WORK TO DO —
Copy out everything from the line containing "of the overcast" down to the end of the material, requests included, shifting each coordinate in the answers by adding 108 to it. Leave the pictures out.

Position annotation records:
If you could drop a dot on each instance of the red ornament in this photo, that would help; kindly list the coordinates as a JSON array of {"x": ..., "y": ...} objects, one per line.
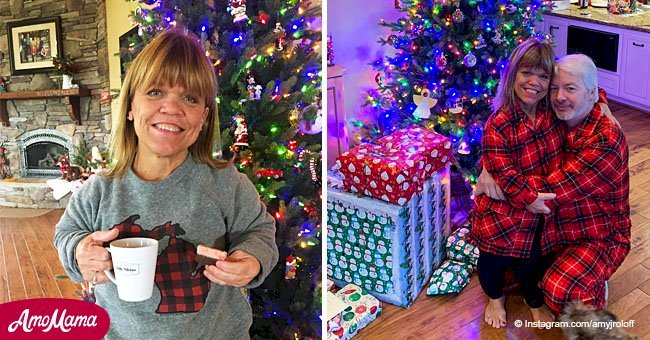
[{"x": 263, "y": 18}]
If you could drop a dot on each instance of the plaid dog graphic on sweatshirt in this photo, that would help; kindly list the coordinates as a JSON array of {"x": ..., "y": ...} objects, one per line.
[{"x": 180, "y": 290}]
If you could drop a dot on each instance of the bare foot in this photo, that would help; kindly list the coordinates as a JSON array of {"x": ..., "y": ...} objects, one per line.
[
  {"x": 542, "y": 314},
  {"x": 495, "y": 312}
]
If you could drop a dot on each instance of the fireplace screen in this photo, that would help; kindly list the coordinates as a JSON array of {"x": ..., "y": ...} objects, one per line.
[
  {"x": 44, "y": 155},
  {"x": 40, "y": 150}
]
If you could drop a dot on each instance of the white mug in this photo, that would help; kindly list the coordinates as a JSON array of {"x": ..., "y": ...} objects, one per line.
[{"x": 134, "y": 263}]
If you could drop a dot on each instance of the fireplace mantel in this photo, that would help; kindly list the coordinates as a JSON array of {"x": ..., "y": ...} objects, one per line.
[{"x": 72, "y": 99}]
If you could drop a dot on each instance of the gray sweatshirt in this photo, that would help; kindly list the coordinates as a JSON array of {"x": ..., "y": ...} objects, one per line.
[{"x": 194, "y": 205}]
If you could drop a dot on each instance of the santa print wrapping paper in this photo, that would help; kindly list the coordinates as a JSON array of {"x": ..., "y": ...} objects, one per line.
[
  {"x": 363, "y": 309},
  {"x": 392, "y": 175},
  {"x": 387, "y": 249},
  {"x": 415, "y": 139},
  {"x": 451, "y": 277}
]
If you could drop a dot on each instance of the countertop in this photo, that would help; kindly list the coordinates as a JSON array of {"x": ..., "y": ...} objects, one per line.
[{"x": 639, "y": 21}]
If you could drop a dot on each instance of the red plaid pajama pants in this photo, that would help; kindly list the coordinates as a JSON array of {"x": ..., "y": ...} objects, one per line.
[{"x": 579, "y": 272}]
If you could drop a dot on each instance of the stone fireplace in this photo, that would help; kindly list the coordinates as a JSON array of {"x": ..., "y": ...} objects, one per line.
[
  {"x": 37, "y": 128},
  {"x": 39, "y": 151}
]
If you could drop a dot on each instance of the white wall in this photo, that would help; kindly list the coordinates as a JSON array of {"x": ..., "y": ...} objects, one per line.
[{"x": 355, "y": 30}]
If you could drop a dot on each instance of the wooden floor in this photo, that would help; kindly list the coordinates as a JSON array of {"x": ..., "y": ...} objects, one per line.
[
  {"x": 461, "y": 317},
  {"x": 29, "y": 264}
]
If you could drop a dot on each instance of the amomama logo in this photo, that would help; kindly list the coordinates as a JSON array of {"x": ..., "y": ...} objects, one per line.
[{"x": 52, "y": 319}]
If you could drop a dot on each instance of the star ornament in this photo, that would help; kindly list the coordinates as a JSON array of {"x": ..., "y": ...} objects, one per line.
[{"x": 424, "y": 102}]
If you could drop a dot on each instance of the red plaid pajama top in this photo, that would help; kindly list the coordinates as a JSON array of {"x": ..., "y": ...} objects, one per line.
[
  {"x": 592, "y": 188},
  {"x": 514, "y": 148}
]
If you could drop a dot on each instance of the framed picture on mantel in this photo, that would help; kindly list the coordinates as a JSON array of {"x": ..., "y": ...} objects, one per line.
[{"x": 33, "y": 43}]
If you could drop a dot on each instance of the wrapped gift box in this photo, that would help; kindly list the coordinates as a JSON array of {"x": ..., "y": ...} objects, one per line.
[
  {"x": 392, "y": 175},
  {"x": 362, "y": 309},
  {"x": 388, "y": 249},
  {"x": 460, "y": 249},
  {"x": 434, "y": 147},
  {"x": 331, "y": 287},
  {"x": 451, "y": 277}
]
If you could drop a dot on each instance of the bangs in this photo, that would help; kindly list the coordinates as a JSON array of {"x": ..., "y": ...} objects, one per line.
[
  {"x": 538, "y": 57},
  {"x": 177, "y": 63}
]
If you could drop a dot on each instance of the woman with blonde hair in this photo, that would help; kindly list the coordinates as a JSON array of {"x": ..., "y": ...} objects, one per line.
[
  {"x": 166, "y": 185},
  {"x": 520, "y": 140}
]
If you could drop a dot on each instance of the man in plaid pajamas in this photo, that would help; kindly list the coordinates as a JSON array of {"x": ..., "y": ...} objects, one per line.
[{"x": 589, "y": 234}]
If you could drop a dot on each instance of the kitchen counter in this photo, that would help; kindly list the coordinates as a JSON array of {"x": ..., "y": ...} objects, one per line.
[{"x": 639, "y": 21}]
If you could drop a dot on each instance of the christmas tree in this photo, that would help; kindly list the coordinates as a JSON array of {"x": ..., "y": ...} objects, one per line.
[
  {"x": 267, "y": 59},
  {"x": 446, "y": 68}
]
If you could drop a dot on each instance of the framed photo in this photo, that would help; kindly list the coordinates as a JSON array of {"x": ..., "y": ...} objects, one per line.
[{"x": 33, "y": 43}]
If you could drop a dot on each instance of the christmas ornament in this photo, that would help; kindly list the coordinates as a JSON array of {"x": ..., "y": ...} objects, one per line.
[
  {"x": 458, "y": 16},
  {"x": 294, "y": 115},
  {"x": 311, "y": 120},
  {"x": 441, "y": 61},
  {"x": 280, "y": 35},
  {"x": 497, "y": 37},
  {"x": 455, "y": 105},
  {"x": 268, "y": 172},
  {"x": 254, "y": 90},
  {"x": 237, "y": 9},
  {"x": 205, "y": 42},
  {"x": 469, "y": 60},
  {"x": 392, "y": 40},
  {"x": 241, "y": 134},
  {"x": 215, "y": 36},
  {"x": 312, "y": 170},
  {"x": 379, "y": 79},
  {"x": 424, "y": 102},
  {"x": 263, "y": 18},
  {"x": 480, "y": 42},
  {"x": 463, "y": 147},
  {"x": 290, "y": 267}
]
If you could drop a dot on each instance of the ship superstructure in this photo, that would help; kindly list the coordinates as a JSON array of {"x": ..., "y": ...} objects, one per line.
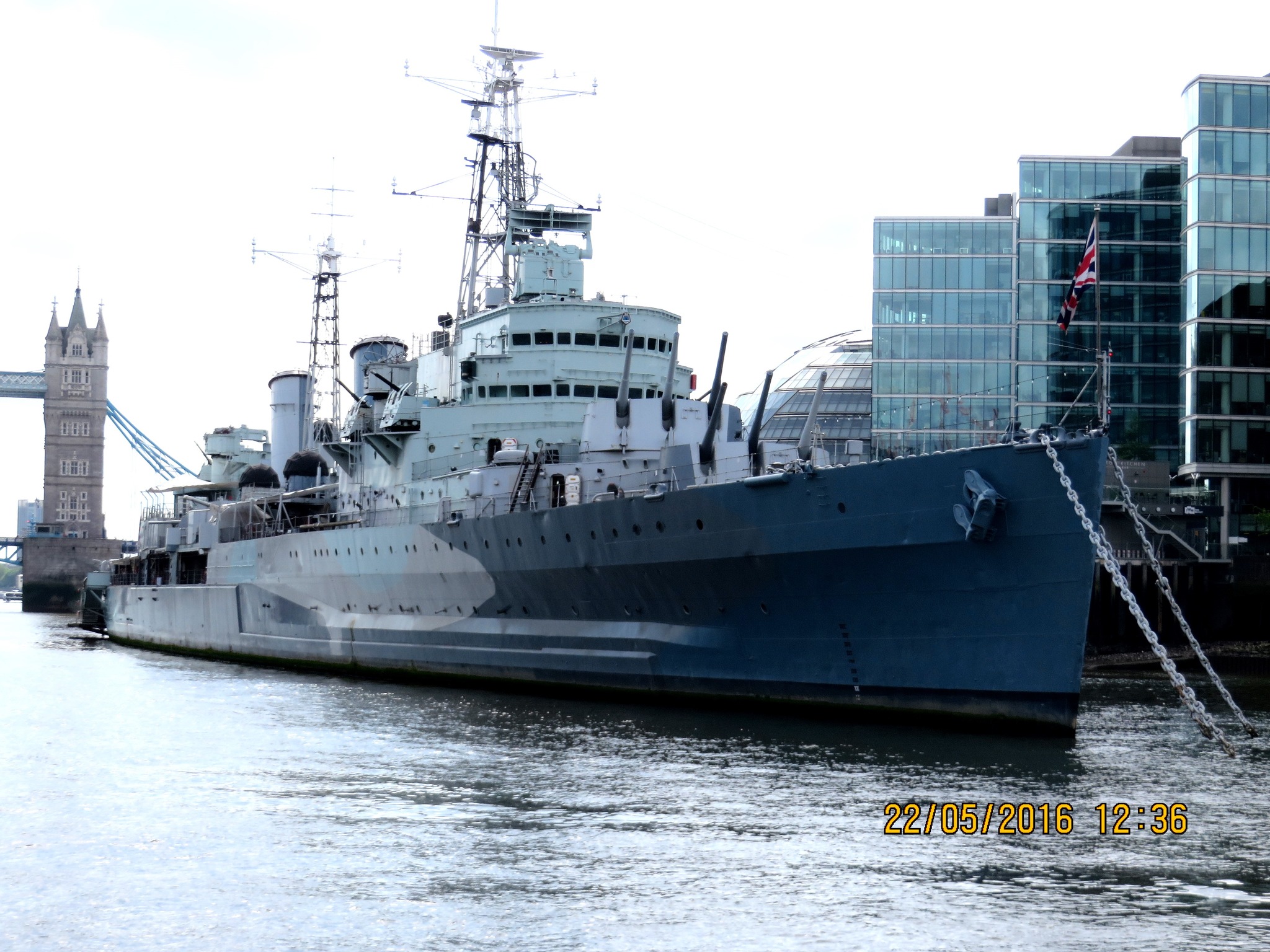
[{"x": 538, "y": 501}]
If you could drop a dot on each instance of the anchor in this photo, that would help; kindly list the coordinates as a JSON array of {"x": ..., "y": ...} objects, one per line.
[{"x": 985, "y": 505}]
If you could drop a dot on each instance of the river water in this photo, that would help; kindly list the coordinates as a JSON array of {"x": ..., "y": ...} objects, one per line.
[{"x": 158, "y": 803}]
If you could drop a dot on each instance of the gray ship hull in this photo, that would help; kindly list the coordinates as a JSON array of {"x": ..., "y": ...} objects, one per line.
[{"x": 853, "y": 589}]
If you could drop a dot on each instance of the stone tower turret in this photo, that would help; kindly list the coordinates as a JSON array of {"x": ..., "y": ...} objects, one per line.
[{"x": 75, "y": 369}]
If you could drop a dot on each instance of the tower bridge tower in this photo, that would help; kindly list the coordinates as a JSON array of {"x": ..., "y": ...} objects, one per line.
[{"x": 75, "y": 410}]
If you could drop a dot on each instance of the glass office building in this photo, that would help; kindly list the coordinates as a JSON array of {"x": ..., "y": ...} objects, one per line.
[
  {"x": 1140, "y": 193},
  {"x": 1226, "y": 421},
  {"x": 845, "y": 404},
  {"x": 943, "y": 311}
]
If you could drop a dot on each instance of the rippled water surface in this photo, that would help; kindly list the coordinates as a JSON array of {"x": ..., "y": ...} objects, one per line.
[{"x": 159, "y": 803}]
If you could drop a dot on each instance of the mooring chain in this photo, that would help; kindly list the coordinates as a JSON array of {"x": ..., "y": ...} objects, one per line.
[
  {"x": 1162, "y": 582},
  {"x": 1202, "y": 718}
]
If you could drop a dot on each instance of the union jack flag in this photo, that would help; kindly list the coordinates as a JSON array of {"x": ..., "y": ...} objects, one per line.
[{"x": 1086, "y": 275}]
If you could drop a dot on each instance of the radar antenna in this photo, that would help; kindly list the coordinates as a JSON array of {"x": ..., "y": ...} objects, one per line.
[
  {"x": 504, "y": 177},
  {"x": 324, "y": 347}
]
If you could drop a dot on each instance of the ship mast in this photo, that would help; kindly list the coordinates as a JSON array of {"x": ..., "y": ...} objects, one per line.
[{"x": 502, "y": 175}]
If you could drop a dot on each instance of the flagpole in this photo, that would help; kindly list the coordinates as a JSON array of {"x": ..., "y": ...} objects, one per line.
[{"x": 1098, "y": 322}]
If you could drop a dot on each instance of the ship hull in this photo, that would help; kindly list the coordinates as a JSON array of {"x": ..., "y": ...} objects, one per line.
[{"x": 851, "y": 591}]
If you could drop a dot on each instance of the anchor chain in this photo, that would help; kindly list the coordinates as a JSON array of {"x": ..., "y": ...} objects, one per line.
[
  {"x": 1162, "y": 583},
  {"x": 1198, "y": 712}
]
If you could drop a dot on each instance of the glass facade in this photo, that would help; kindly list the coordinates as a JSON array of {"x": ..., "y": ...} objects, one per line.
[
  {"x": 1226, "y": 421},
  {"x": 1141, "y": 223},
  {"x": 943, "y": 347},
  {"x": 845, "y": 404}
]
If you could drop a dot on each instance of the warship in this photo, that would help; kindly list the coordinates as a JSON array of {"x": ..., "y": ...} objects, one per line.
[{"x": 539, "y": 503}]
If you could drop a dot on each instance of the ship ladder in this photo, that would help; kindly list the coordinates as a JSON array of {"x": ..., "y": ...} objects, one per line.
[
  {"x": 1162, "y": 583},
  {"x": 525, "y": 479},
  {"x": 1199, "y": 714}
]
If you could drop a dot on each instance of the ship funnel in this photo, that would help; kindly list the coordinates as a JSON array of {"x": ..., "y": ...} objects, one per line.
[
  {"x": 714, "y": 387},
  {"x": 757, "y": 426},
  {"x": 713, "y": 427},
  {"x": 668, "y": 394},
  {"x": 804, "y": 442},
  {"x": 624, "y": 394}
]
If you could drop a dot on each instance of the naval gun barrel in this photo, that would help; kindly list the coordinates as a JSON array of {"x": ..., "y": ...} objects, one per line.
[
  {"x": 713, "y": 427},
  {"x": 757, "y": 426},
  {"x": 804, "y": 442},
  {"x": 624, "y": 394},
  {"x": 668, "y": 394}
]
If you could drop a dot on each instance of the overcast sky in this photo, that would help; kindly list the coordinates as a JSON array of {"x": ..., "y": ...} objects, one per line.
[{"x": 741, "y": 150}]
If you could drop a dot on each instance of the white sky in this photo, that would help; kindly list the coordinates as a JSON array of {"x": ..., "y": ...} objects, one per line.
[{"x": 742, "y": 150}]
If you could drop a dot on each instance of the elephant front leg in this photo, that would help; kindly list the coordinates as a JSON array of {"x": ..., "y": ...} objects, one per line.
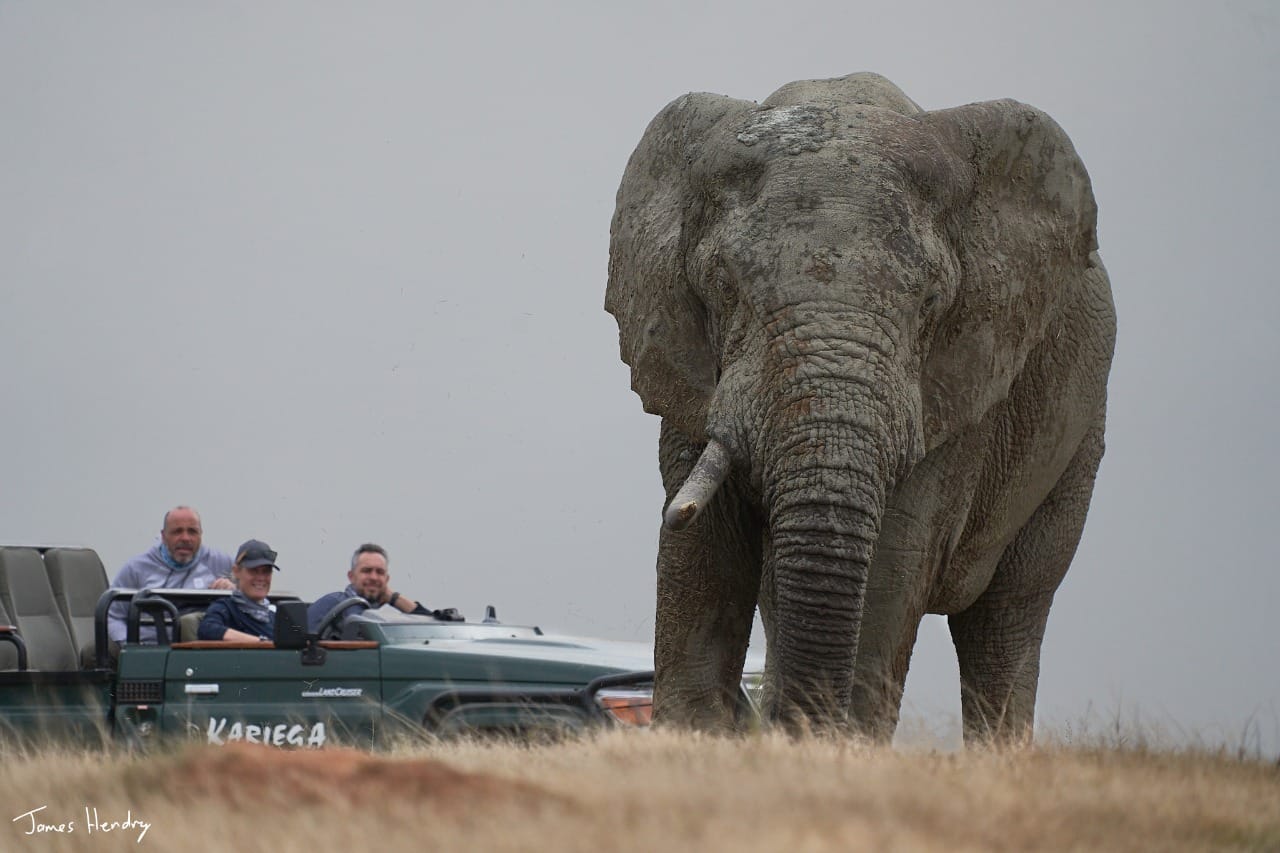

OUTPUT BELOW —
If you could drop a dot on each instance of the overcast sky in this photo, that would help; kindly list the coordinates as a JSON array of {"x": ..., "y": ...} objects, one per line.
[{"x": 849, "y": 258}]
If you could drop a dot on each instance of the white sky in this photo, that would help; kindly list the coordinates as a JSON array of {"x": ..., "y": ...} objects, one per line.
[{"x": 850, "y": 258}]
If you could drop a dot on each instance of the elephant front leg in this photo, that would help; kindly list the coordinates as a JSON array of {"x": ..., "y": ...} objects, one per line.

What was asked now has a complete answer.